Produce word for word the lines of the data below running from the one that has "[point] at the bird's neck" to the one that has "[point] at the duck", inclusive, and no others.

§ **Source information**:
------------
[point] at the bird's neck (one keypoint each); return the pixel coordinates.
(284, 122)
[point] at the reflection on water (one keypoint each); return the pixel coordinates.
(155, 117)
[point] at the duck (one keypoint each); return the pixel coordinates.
------------
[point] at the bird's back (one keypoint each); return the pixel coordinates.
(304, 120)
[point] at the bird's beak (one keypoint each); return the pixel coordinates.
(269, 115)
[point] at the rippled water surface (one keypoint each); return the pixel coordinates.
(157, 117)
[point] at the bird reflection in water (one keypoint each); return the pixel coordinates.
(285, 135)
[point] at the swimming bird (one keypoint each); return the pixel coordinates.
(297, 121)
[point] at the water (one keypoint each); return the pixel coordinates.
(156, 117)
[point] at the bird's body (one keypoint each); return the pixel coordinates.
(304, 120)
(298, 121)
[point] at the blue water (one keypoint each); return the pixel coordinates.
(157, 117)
------------
§ **The completed task**:
[point] at the bird's neck (one keypoint each); return the pixel coordinates.
(284, 122)
[point] at the reflection on water (one keypoint each); return the pixel coordinates.
(155, 117)
[point] at the duck (one keypoint each); return the pixel coordinates.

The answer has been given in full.